» **Supplied records**
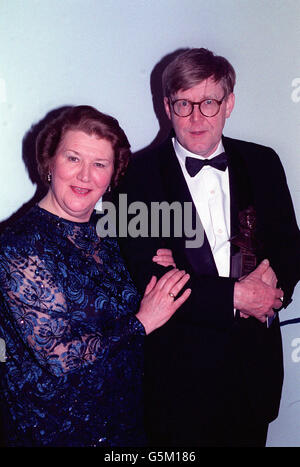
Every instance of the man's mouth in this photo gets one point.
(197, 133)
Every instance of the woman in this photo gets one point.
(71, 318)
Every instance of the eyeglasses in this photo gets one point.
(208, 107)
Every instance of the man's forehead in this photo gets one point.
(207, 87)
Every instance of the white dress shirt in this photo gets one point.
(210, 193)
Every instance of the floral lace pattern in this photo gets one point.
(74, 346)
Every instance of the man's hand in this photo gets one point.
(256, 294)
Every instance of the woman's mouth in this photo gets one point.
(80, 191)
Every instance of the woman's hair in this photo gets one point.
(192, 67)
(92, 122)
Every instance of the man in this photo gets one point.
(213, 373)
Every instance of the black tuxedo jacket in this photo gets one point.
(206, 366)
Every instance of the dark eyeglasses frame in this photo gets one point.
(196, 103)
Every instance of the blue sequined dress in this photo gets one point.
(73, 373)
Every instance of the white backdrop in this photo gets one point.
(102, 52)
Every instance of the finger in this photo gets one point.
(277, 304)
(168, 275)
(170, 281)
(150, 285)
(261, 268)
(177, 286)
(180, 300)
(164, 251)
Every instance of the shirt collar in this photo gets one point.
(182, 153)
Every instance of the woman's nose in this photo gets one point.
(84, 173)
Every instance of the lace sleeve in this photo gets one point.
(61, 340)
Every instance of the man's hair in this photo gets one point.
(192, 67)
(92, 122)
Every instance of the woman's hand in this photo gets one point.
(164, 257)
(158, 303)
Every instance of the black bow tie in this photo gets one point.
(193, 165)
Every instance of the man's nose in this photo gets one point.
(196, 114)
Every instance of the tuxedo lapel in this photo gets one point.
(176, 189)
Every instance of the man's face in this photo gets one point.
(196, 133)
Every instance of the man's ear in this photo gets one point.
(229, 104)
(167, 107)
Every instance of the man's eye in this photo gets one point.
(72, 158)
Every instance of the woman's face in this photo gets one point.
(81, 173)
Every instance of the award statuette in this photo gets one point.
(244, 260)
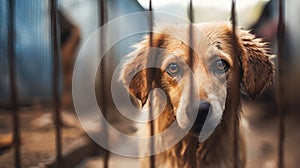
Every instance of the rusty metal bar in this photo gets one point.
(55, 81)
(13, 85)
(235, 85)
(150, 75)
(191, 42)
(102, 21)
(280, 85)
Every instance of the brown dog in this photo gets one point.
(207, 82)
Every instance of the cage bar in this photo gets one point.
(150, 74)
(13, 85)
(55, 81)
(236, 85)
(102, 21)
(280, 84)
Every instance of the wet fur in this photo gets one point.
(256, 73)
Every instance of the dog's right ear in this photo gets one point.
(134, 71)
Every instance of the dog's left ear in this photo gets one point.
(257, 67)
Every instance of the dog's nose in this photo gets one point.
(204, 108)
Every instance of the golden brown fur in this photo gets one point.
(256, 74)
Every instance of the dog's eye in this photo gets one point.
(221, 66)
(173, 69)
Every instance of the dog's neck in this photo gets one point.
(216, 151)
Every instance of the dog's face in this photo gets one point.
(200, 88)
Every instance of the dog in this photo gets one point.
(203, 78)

» **Given exercise**
Starting at the line containing "Every instance of the dog's nose" and ending at the last line, write out every line again, text lines included, with each point coordinate multiplied by 2.2 and rounded to a whole number (halves round up). Give only those lines.

» **Finished task**
Every instance of the dog's nose in this photo gets one point.
(449, 238)
Every instance of the golden brown fur in this photo gets one point.
(563, 163)
Every instance of the dog's eye in this photo gets one point.
(486, 145)
(381, 152)
Every instance of the dog's neck in this photo gets one point.
(475, 332)
Every instance of the dog's face in this photo gets one point.
(440, 194)
Every instance of the dog in this photo gets one point.
(447, 172)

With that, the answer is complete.